Christian Rub (pronounced Rhoob; April 13, 1886 – April 14, 1956) was an Austrian-born American character actor. He was known for his work in films of the late 1910s to the early 1950s, and was featured in more than 100 films.

Biography

He was born in Graz, in Austria-Hungary. His first appearance was in the 1919 movie The Belle of New York. Rub was the visual basis for and voice of Geppetto in the 1940 animated Disney film Pinocchio, as well as voices of kindly old men for MGM, Fox and Warner Bros. cartoons.  During the creation of Pinocchio, Rub was notorious amongst the film's animators for his open and frequent expression of admiration for Adolf Hitler.

Rub's last movie role was in 1952's Something for the Birds. He died in Santa Barbara, California one day after his 70th birthday.

Partial filmography 

 The Belle of New York (1919) – (film debut)
 The Trial of Vivienne Ware (1932) – Axel Nordstrom
 The Man from Yesterday (1932) – Swiss Terrace Waiter
 Those We Love (1932) – (uncredited)
 The Crooked Circle (1932) – Old Dan
 Le bluffeur (1932) – Dr. Rudolph Pfeiffer – Inventor
 Silver Dollar (1932) – Rische
 Secrets of the French Police (1932) – Anton Dorain
 No Other Woman (1933) – Eli Bogavitch
 The Billion Dollar Scandal (1933) – Locksmith Convict (uncredited)

▬▬▬▬▬▬

▶ **What needs to be done**: Please write out the Christian Rub passage word for word, beginning at "Christian Rub (pronounced" and stopping after "(1919) – (film debut)".

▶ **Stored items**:
▬▬▬▬▬▬

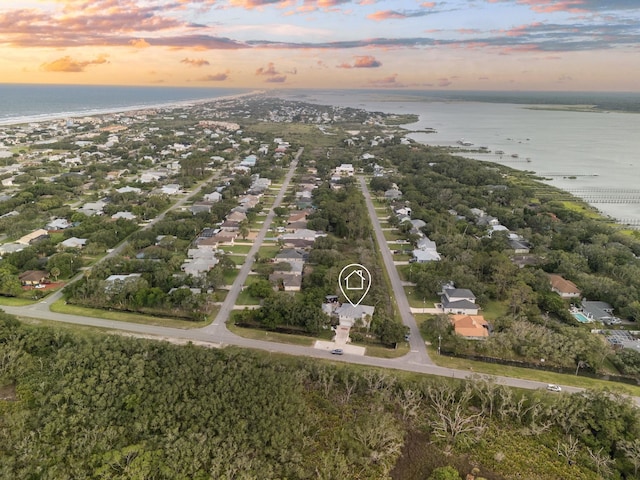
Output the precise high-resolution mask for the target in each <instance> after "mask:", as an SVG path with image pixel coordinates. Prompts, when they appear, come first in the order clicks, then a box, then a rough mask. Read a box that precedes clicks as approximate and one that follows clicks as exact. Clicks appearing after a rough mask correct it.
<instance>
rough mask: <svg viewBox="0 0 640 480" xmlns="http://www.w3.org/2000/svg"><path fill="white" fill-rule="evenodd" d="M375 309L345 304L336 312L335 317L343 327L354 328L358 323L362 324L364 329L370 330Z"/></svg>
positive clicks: (363, 306)
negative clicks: (354, 326) (360, 323)
mask: <svg viewBox="0 0 640 480" xmlns="http://www.w3.org/2000/svg"><path fill="white" fill-rule="evenodd" d="M375 309H376V308H375V307H374V306H372V305H362V304H360V305H351V304H350V303H343V304H342V305H340V307H338V308H336V309H335V310H334V315H335V316H336V317H337V318H338V321H339V322H340V325H341V326H345V327H353V326H354V325H355V324H356V323H357V322H362V324H363V326H364V327H367V328H369V325H370V323H371V318H372V317H373V313H374V312H375Z"/></svg>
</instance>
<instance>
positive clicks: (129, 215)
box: [111, 211, 137, 220]
mask: <svg viewBox="0 0 640 480" xmlns="http://www.w3.org/2000/svg"><path fill="white" fill-rule="evenodd" d="M111 218H112V219H114V220H118V219H119V218H124V219H125V220H135V219H136V218H137V217H136V216H135V215H134V214H133V213H131V212H125V211H120V212H117V213H114V214H113V215H111Z"/></svg>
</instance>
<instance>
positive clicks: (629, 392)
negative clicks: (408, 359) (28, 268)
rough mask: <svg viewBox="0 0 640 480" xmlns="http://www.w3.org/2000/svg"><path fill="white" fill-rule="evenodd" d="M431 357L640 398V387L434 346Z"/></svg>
mask: <svg viewBox="0 0 640 480" xmlns="http://www.w3.org/2000/svg"><path fill="white" fill-rule="evenodd" d="M428 350H429V356H430V357H431V359H432V360H433V362H434V363H435V364H436V365H439V366H441V367H447V368H454V369H458V370H468V371H470V372H474V373H480V374H482V373H484V374H488V375H498V376H503V377H515V378H522V379H524V380H532V381H536V382H542V383H555V384H558V385H570V386H572V387H579V388H590V389H596V390H602V389H609V390H611V391H614V392H618V393H622V394H625V395H633V396H636V397H637V396H640V387H636V386H633V385H627V384H624V383H617V382H607V381H604V380H597V379H595V378H588V377H579V376H575V375H567V374H563V373H555V372H545V371H543V370H535V369H533V368H519V367H511V366H508V365H499V364H497V363H495V364H494V363H485V362H477V361H473V360H465V359H462V358H455V357H446V356H444V355H438V353H437V349H436V348H435V347H434V346H431V347H429V348H428Z"/></svg>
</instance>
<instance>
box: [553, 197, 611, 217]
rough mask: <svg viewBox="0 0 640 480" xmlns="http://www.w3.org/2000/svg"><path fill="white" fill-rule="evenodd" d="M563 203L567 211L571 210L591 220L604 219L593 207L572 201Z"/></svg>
mask: <svg viewBox="0 0 640 480" xmlns="http://www.w3.org/2000/svg"><path fill="white" fill-rule="evenodd" d="M561 203H562V205H563V206H564V207H565V208H566V209H567V210H571V211H572V212H578V213H581V214H583V215H585V216H587V217H589V218H594V219H601V218H602V214H600V213H598V211H597V210H595V209H594V208H592V207H589V206H588V205H585V204H582V203H578V202H570V201H563V202H561Z"/></svg>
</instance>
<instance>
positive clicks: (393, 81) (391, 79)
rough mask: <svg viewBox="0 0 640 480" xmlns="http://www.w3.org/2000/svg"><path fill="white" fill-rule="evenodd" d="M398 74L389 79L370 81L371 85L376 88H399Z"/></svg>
mask: <svg viewBox="0 0 640 480" xmlns="http://www.w3.org/2000/svg"><path fill="white" fill-rule="evenodd" d="M397 79H398V74H397V73H394V74H393V75H389V76H388V77H382V78H377V79H375V80H369V85H372V86H374V87H397V86H398V85H399V84H398V83H397Z"/></svg>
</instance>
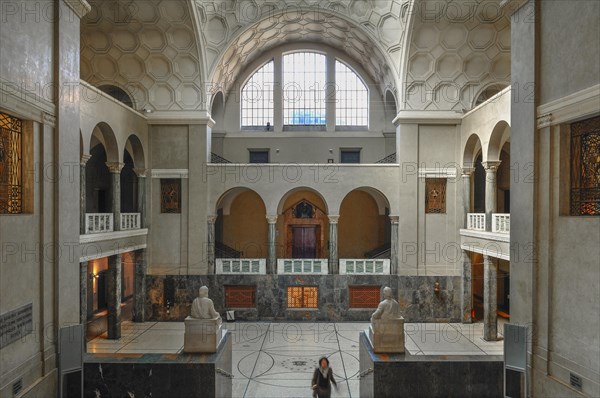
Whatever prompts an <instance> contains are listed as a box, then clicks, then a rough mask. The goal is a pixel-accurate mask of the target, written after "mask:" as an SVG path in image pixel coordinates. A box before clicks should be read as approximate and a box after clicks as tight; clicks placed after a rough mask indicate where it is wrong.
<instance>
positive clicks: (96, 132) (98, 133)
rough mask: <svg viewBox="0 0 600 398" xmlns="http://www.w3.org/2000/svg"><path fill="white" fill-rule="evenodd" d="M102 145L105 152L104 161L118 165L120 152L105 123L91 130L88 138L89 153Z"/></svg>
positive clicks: (115, 140)
mask: <svg viewBox="0 0 600 398" xmlns="http://www.w3.org/2000/svg"><path fill="white" fill-rule="evenodd" d="M98 144H102V146H103V147H104V150H105V151H106V161H107V162H115V163H118V162H120V160H121V152H120V151H119V145H118V144H117V138H116V136H115V132H114V130H113V129H112V127H110V125H109V124H108V123H106V122H100V123H98V124H97V125H96V126H95V127H94V129H93V130H92V137H91V138H90V152H91V150H92V148H94V147H95V146H96V145H98Z"/></svg>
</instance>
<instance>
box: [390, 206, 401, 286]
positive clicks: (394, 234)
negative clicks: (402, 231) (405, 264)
mask: <svg viewBox="0 0 600 398" xmlns="http://www.w3.org/2000/svg"><path fill="white" fill-rule="evenodd" d="M390 221H391V226H392V228H391V237H390V274H391V275H398V256H399V250H398V245H399V243H400V242H399V236H398V226H399V224H400V216H390Z"/></svg>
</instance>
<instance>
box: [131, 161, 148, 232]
mask: <svg viewBox="0 0 600 398" xmlns="http://www.w3.org/2000/svg"><path fill="white" fill-rule="evenodd" d="M133 172H134V173H135V175H136V176H137V177H138V197H137V202H138V203H137V210H138V211H137V212H138V213H140V223H139V227H140V228H146V169H133Z"/></svg>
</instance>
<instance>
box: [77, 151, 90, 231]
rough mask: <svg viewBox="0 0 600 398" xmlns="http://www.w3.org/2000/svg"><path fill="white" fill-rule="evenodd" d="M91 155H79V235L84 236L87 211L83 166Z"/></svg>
mask: <svg viewBox="0 0 600 398" xmlns="http://www.w3.org/2000/svg"><path fill="white" fill-rule="evenodd" d="M91 158H92V155H81V158H80V160H79V233H80V234H81V235H85V213H86V211H87V196H86V194H87V192H86V172H85V165H86V164H87V162H88V160H90V159H91Z"/></svg>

▬▬▬▬▬▬

▶ **Solution**:
Christian Rub (pronounced Rhoob; April 13, 1886 – April 14, 1956) was an Austrian-born American character actor. He was known for his work in films of the late 1910s to the early 1950s, and was featured in more than 100 films.

Biography

He was born in Graz, in Austria-Hungary. His first appearance was in the 1919 movie The Belle of New York. Rub was the visual basis for and voice of Geppetto in the 1940 animated Disney film Pinocchio, as well as voices of kindly old men for MGM, Fox and Warner Bros. cartoons.  During the creation of Pinocchio, Rub was notorious amongst the film's animators for his open and frequent expression of admiration for Adolf Hitler.

Rub's last movie role was in 1952's Something for the Birds. He died in Santa Barbara, California one day after his 70th birthday.

Partial filmography 

 The Belle of New York (1919) – (film debut)